* [TASKS TO COMPLETE]:
**a.** Summarize the passage on being a bad mommy in two sentences.
**b.** Extract the part of the passage on being a bad mommy from the words "We’ve all had" up to and including the words "this mommy business.".

Are you a bad mommy?
We’ve all had those moments; the week of crabby behavior gets explained by an ear infection we didn’t know the baby had. We feel terrible. How didn’t I know? We spent the entire week being frustrated, and we wonder if CPS is coming to take our children away because we stink at this mommy business.
Yep, not perfect, not even close. We don’t measure up to the slew of moms in our circles. What about that mom whose children are so casually chic when mine is wearing her too small glitter boots with velour faux-corduroy track pants? Or that mom whose children are fed organic produce they farmed, and I just let my child eat off-brand red velvet donuts? The mom who is juggling three home business and serves at church every time the doors are open, while I’m crying in the laundry room because I’m so overwhelmed that I didn’t check the pockets of my jeans, ruining an entire load of laundry, including my favorite jacket.
Guess what? Those moms are ‘bad‘ moms sometimes, too. We all are because we’re not perfect. We’re all faking it from time to time. We’re reading parenting articles, talking with our friends, and making split second decisions hundreds of times a day. We lose our tempers, need a nap, burn dinner.

* [RECORDS]:
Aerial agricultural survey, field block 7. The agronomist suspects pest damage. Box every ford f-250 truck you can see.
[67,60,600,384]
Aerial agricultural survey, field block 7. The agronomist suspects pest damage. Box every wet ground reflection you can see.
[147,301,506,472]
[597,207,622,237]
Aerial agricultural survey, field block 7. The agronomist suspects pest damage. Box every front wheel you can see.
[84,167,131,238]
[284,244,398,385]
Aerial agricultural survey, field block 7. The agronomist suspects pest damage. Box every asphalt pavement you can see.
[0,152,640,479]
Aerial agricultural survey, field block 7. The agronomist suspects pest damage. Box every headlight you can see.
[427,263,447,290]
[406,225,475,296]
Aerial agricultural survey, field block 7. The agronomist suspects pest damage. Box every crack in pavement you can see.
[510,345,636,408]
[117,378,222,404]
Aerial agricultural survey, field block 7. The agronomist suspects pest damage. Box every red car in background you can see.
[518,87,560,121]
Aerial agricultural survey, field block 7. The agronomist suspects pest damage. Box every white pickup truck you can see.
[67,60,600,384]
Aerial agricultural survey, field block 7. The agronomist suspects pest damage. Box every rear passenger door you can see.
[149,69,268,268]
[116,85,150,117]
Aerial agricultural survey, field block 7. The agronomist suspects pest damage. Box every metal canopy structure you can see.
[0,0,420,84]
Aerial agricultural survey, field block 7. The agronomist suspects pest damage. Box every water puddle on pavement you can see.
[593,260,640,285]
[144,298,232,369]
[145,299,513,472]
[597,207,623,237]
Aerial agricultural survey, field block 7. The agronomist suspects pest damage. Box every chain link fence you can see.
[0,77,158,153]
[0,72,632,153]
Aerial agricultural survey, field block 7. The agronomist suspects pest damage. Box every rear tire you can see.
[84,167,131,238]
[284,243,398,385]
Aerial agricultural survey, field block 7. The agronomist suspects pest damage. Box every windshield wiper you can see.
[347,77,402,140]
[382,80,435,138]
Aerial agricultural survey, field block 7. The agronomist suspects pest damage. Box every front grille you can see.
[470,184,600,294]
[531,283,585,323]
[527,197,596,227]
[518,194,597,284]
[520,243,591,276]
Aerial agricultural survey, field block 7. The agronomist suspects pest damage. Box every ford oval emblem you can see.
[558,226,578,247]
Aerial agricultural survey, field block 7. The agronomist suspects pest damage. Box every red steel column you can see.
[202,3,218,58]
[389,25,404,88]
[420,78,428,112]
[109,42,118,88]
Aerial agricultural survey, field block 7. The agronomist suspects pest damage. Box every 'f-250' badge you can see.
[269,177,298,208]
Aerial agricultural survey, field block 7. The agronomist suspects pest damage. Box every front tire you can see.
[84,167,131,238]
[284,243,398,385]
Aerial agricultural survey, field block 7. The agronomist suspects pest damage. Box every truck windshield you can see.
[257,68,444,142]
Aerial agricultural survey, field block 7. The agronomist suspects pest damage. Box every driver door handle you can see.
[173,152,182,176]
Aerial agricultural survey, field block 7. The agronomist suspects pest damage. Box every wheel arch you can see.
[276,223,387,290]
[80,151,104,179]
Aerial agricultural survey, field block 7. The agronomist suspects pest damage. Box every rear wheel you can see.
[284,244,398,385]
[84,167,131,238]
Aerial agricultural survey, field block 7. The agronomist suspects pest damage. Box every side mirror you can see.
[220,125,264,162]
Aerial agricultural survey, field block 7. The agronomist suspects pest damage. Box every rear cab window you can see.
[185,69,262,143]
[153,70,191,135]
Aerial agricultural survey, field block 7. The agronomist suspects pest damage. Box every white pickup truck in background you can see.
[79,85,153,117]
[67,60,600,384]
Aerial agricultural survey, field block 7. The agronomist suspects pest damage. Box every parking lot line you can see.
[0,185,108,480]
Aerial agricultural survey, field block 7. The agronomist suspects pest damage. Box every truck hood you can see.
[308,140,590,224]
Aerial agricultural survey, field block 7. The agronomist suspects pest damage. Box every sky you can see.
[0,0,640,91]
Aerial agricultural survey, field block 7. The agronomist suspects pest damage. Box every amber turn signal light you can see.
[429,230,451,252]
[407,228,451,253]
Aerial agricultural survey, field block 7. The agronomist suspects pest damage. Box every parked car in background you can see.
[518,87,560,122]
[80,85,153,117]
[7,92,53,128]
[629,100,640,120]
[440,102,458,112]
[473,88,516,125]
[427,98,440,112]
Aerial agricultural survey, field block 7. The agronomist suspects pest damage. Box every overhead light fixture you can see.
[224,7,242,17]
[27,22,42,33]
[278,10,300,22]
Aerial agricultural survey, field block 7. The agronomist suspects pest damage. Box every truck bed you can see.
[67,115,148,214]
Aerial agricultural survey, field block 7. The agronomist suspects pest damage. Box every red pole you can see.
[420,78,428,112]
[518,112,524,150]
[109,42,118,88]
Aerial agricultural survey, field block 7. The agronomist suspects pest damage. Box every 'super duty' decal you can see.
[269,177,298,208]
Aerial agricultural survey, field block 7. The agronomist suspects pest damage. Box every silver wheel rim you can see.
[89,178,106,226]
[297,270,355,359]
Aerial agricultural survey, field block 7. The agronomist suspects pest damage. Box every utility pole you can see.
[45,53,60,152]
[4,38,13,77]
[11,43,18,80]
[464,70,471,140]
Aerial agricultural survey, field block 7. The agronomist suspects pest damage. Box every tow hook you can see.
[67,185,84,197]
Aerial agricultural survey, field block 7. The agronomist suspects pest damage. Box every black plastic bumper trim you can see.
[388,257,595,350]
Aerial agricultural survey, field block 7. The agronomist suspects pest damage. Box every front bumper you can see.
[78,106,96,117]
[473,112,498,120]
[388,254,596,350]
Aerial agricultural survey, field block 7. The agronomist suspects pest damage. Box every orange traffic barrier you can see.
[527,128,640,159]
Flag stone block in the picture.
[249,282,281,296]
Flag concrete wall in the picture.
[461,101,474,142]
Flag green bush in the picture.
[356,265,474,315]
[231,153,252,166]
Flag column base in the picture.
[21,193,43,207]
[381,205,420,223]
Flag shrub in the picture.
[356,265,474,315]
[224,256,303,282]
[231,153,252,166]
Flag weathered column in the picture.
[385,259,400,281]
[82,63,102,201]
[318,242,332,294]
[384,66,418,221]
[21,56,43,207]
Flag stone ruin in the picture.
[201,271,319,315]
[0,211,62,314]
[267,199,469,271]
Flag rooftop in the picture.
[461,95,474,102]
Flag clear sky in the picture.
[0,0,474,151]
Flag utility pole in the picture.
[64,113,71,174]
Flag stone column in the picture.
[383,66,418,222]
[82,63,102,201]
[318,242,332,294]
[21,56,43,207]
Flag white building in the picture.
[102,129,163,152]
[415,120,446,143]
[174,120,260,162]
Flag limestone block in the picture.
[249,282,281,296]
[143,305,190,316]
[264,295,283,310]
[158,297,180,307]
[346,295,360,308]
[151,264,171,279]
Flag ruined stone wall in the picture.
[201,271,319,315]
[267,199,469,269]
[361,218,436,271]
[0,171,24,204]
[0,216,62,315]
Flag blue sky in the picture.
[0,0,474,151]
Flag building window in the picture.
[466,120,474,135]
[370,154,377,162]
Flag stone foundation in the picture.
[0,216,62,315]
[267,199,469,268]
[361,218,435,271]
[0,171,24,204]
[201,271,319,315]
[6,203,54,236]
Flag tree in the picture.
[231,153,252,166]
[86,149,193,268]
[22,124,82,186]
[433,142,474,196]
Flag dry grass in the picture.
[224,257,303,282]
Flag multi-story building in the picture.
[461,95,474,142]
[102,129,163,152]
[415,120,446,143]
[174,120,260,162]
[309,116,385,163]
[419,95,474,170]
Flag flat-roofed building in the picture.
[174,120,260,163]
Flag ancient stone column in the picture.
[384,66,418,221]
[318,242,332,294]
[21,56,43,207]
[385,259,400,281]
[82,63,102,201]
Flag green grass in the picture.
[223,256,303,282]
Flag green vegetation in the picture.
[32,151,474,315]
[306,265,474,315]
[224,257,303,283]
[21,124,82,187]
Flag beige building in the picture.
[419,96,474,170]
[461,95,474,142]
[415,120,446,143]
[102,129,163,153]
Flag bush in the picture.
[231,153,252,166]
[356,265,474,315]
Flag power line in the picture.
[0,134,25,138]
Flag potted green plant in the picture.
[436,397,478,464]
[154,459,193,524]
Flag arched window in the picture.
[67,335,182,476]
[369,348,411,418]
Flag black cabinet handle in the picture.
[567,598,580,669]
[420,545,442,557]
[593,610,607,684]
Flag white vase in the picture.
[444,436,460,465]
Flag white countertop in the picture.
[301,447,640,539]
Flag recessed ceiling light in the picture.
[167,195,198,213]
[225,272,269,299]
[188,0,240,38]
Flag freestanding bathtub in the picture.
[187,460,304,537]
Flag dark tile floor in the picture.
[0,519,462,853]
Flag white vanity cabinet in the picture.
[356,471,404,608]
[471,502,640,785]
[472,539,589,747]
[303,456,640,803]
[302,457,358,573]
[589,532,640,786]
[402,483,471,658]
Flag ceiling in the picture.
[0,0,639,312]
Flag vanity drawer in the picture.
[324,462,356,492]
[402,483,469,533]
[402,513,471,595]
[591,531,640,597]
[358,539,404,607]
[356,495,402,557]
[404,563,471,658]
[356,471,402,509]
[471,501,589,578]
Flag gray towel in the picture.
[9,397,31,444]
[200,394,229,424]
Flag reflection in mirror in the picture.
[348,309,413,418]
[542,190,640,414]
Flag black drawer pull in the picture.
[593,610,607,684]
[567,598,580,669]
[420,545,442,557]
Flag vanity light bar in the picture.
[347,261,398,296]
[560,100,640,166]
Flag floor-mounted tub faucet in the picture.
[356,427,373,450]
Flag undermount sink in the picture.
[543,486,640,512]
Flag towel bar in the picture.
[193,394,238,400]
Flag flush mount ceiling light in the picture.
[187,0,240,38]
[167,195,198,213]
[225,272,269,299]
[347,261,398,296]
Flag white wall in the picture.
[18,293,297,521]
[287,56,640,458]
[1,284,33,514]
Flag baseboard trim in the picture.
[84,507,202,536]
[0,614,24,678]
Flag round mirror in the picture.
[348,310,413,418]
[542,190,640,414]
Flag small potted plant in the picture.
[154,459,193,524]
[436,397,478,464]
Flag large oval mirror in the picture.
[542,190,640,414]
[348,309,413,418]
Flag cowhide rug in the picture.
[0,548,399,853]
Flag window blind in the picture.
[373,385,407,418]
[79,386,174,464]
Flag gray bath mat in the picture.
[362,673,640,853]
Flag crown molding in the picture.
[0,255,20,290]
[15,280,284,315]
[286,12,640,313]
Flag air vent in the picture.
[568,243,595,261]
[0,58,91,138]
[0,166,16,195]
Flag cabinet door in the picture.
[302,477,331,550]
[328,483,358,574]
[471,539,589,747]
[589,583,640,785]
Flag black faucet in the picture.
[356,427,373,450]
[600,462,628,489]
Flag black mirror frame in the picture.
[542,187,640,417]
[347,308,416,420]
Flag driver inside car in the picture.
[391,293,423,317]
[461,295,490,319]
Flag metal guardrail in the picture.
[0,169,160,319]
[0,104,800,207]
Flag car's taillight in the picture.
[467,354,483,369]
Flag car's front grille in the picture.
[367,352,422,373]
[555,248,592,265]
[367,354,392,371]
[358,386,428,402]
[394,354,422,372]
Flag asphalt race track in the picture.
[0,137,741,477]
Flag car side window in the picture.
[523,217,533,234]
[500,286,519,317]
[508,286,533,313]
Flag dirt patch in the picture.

* [PER-TASK OUTPUTS]:
**a.** A mother can feel terrible when a week of crabby behavior turns out to be an ear infection she didn't know about, and she may compare herself unfavorably to moms whose children dress chic, eat organic produce, or who juggle home businesses and church service. Those moms are also "bad" moms sometimes, because no one is perfect: everyone fakes it from time to time, makes constant split-second decisions, loses their temper, needs a nap, and burns dinner.

**b.**
We’ve all had those moments; the week of crabby behavior gets explained by an ear infection we didn’t know the baby had. We feel terrible. How didn’t I know? We spent the entire week being frustrated, and we wonder if CPS is coming to take our children away because we stink at this mommy business.